(Stored dataset items)

=== Begin Enclosure ===

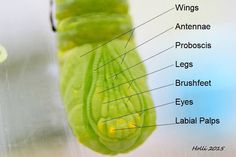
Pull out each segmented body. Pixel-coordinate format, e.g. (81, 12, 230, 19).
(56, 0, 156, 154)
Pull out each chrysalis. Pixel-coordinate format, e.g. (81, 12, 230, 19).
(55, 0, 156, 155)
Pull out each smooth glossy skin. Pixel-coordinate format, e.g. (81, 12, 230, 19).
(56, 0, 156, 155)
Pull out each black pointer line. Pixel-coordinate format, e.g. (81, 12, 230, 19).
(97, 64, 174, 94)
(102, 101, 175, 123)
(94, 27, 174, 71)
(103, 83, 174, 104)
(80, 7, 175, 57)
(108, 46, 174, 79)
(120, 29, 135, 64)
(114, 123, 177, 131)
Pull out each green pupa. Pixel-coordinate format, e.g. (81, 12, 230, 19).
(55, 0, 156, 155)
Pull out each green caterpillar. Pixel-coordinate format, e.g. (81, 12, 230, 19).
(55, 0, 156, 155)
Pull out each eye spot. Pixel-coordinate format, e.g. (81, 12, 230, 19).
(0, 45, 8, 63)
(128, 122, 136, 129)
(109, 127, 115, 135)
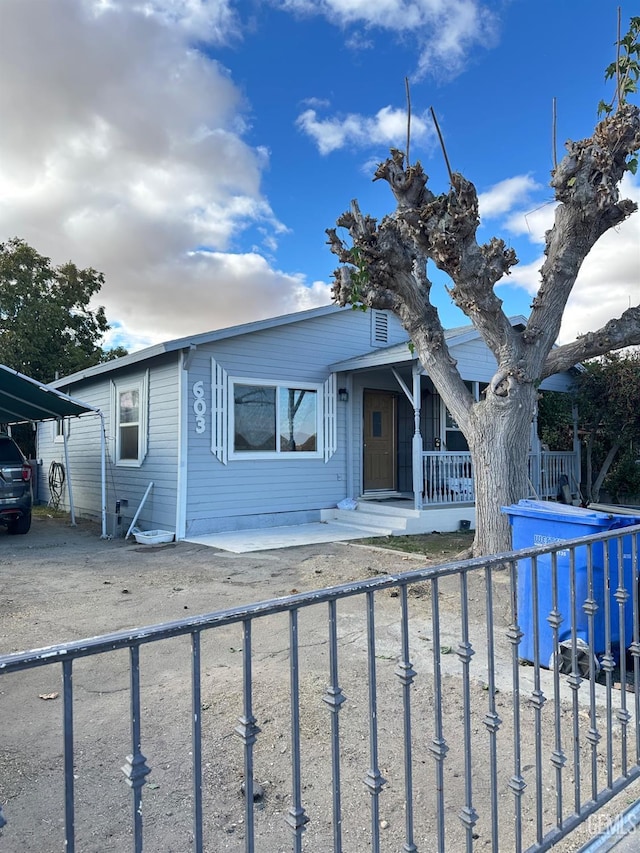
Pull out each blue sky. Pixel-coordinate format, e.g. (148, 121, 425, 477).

=== End Enclosure ===

_WORK REQUIRED_:
Nothing is needed beyond an exact transcription of the lines from the one containing "Pull out each eye" to the end of the entries above, with the pictures omitted.

_ANSWER TO THIS TASK_:
Pull out each eye spot. Pixel-coordinate format, e.g. (81, 12, 230, 19).
(0, 45, 8, 63)
(128, 122, 136, 129)
(109, 127, 115, 135)
Pull out each blue sky. Pixel-coordinate format, e.g. (148, 121, 425, 477).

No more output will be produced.